-- start Selection --

It was at this meeting that Mr. Power was confronted – in direct contravention of all due process, law and his rights – with an ultimatum – “be suspended immediately – or – we’d be prepared to accept your immediate retirement – and we’ll give you an hour to think about it.”

Chief Constable Power – being a man of integrity – (obviously his big “mistake” in Jersey) – told Ogley and Lewis immediately that he didn’t need an hour to think about it – the answer was “no” – he would most certainly not be “retiring” – and he would fight all these actions against him.

Now consider just what an extraordinary meeting this was – effectively a Coup d’Etat – mounted by angry and fearful Jersey politicians – against the leader of the Police in Jersey – a man who is the recipient of the Queens Policing Medal.

A ‘heavy’ meeting – by anyone’s reckoning.

Moreover – one with obviously gravely serious political – and legal – ramifications.

Now get this.

During the meeting, Ogley took a copious amount of handwritten minutes and notes.

A heavily redacted version of these “minutes” was eventually typed-up and distributed.

Mr. Power – quite rightly – asked for copies of the full, contemporaneous, hand written notes. These are – after all – key evidence of events.

Actually – “were” key evidence.

Ogley has destroyed them.

I’ll just repeat that – Ogley has destroyed them.

Ogley’s destruction of the contemporaneous notes – his destruction of evidence – is a prima faci criminal offence.

And – although I’ll no doubt be subjected to yet another round of oppressions for revealing this – but it’s in the public interest, so here goes – to his credit, the present Home Affairs Minister – a lawyer and former Magistrate – during today’s in camera debate said he was “horrified” upon learning of Ogley’s destruction of evidence.

The proposition we were debating today – brought by Simon Crowcroft – simply asked the States to do nothing more radical than ask that a professional review be undertaken of the suspension and disciplinary procedures used against Mr. Power – to check whether they were correctly and lawfully administered; one month’s brief review to ensure due process had been followed.

Yet even this simple, mild and eminently sensible move was too much for the Jersey oligarchy politicians to agree – it was thrown out.

Even though all members today had in front of them Mr. Power’s statement from November ’08.

Looking around the chamber – at many of the half-wits, airheads and pre-programmed lobby-fodder who were jiggling about in their seats – looking like startled ferrets – at the shock of being presented with facts – as opposed to the lying telephone lobbying and blandishments which had lead up to the debate – I could only think, ‘God helps us’. And I’m an atheist.

-- end Selection --
-- start Data lines --

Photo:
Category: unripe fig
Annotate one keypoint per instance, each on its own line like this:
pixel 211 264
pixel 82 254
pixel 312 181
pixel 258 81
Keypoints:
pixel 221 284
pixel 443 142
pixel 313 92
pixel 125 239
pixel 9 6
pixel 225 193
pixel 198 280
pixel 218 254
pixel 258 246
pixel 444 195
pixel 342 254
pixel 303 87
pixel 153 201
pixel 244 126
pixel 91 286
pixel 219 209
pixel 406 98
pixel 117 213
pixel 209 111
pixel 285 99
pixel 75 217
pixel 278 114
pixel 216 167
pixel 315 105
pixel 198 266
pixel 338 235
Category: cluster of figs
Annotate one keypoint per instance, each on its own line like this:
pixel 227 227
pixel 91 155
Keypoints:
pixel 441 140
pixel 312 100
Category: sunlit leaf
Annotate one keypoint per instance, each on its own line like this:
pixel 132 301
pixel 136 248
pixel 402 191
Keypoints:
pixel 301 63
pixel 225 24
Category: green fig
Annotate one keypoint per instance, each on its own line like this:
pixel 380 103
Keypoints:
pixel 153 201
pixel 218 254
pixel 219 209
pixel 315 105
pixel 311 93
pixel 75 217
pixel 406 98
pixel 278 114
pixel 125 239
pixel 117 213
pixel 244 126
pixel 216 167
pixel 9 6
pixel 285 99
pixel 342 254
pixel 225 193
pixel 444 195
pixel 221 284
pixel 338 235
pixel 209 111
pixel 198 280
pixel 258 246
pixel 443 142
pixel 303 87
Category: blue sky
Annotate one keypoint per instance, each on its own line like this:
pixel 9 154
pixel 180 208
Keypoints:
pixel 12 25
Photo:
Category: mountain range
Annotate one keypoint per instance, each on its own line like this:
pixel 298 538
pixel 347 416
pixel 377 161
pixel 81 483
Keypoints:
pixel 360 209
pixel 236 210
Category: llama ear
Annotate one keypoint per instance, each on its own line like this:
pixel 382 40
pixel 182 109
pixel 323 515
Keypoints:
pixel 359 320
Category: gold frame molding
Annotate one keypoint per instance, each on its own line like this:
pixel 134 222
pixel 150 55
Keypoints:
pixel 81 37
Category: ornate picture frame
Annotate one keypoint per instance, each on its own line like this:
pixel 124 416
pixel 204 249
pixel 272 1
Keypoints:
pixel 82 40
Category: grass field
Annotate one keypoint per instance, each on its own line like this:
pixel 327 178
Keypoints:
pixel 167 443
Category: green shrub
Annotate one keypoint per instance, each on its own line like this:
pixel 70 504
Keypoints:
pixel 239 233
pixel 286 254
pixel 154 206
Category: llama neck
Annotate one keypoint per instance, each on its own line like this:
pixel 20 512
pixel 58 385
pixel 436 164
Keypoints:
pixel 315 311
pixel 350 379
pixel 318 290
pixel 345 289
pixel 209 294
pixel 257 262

-- end Data lines --

> Your tasks:
(a) Translate this sentence from the passage about Chief Constable Power's suspension into Spanish: "During the meeting, Ogley took a copious amount of handwritten minutes and notes."
(b) In the records, start with the line with "Category: grass field" and go on through the line with "pixel 154 206". Write those lines out again with "Category" swapped for "Class" and nothing else changed, and give only those lines.

> Solutions for each task:
(a) Durante la reunión, Ogley tomó una abundante cantidad de actas y notas manuscritas.

(b)
Class: grass field
Annotate one keypoint per instance, each on its own line like this:
pixel 327 178
Keypoints:
pixel 167 443
Class: green shrub
Annotate one keypoint per instance, each on its own line like this:
pixel 70 504
Keypoints:
pixel 239 233
pixel 286 254
pixel 154 206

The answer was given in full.